» What to work on
Please output the records below in full, exactly as given, but without the images.

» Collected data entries
################

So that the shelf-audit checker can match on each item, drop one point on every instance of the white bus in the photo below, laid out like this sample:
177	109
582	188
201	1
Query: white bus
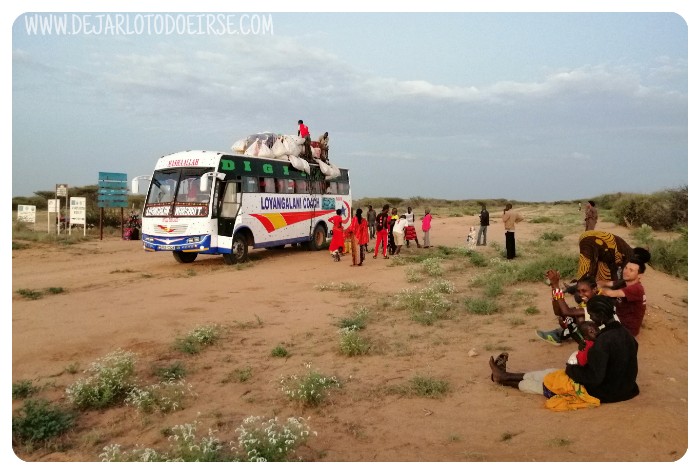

################

» Finished exercise
So that the shelf-audit checker can match on each item, drop one point on every instance of the white bus in the photo below, laid out like this sample:
177	109
582	188
201	1
Query: white bus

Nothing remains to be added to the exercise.